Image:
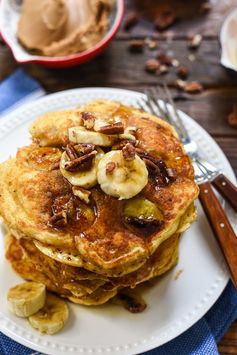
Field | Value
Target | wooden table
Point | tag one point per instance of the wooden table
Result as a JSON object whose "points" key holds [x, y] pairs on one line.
{"points": [[118, 67]]}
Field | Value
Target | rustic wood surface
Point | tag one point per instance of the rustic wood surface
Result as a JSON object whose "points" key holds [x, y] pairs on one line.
{"points": [[118, 67]]}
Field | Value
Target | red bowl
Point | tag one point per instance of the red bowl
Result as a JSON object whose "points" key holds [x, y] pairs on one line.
{"points": [[9, 15]]}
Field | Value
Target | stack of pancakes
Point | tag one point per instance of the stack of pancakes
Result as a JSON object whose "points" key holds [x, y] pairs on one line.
{"points": [[98, 252]]}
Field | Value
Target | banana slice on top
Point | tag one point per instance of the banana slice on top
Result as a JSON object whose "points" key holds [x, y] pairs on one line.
{"points": [[26, 299], [83, 178], [62, 256], [82, 135], [52, 317], [125, 179]]}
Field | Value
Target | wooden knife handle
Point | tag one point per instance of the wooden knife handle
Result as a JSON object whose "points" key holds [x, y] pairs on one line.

* DO THIS
Transcribe every line from the records above without alteration, and leave out the images.

* TASK OUTPUT
Image:
Field | Value
Target | wooden table
Point | tag one point per instance of the wooden table
Result as a JSON object whose "points" key holds [x, y] pairs on one line.
{"points": [[118, 67]]}
Field | Value
Target | rustic wood surface
Point | tag one point per instance of the rustic wood surface
Result as a JSON object whose "points" key holds [x, y] pairs on one line.
{"points": [[118, 67]]}
Field | Value
Target | red bowl
Point | tag one point per instance of the red bowl
Result as a JSON object whose "points" key holds [x, y] pairs on one line.
{"points": [[9, 15]]}
Field | Value
Target | stack of pancakes
Point | tag one point per instance of the stack of pancakes
Result as a JSON object whose "points" key holds [x, y] pairs on one line.
{"points": [[98, 252]]}
Field | Value
Target | banana slice on top
Point | tag one point per instance of the banana slice on top
Result as a JSON object whose "points" key holds [x, y] pairs on one line.
{"points": [[26, 299], [83, 178], [62, 256], [82, 135], [52, 317], [125, 179]]}
Field | Value
Target | wooden knife handle
Point | tag one point per instance of the wooden knife handle
Result as a JSON object whose "points" key holds [x, y] pairs on one line.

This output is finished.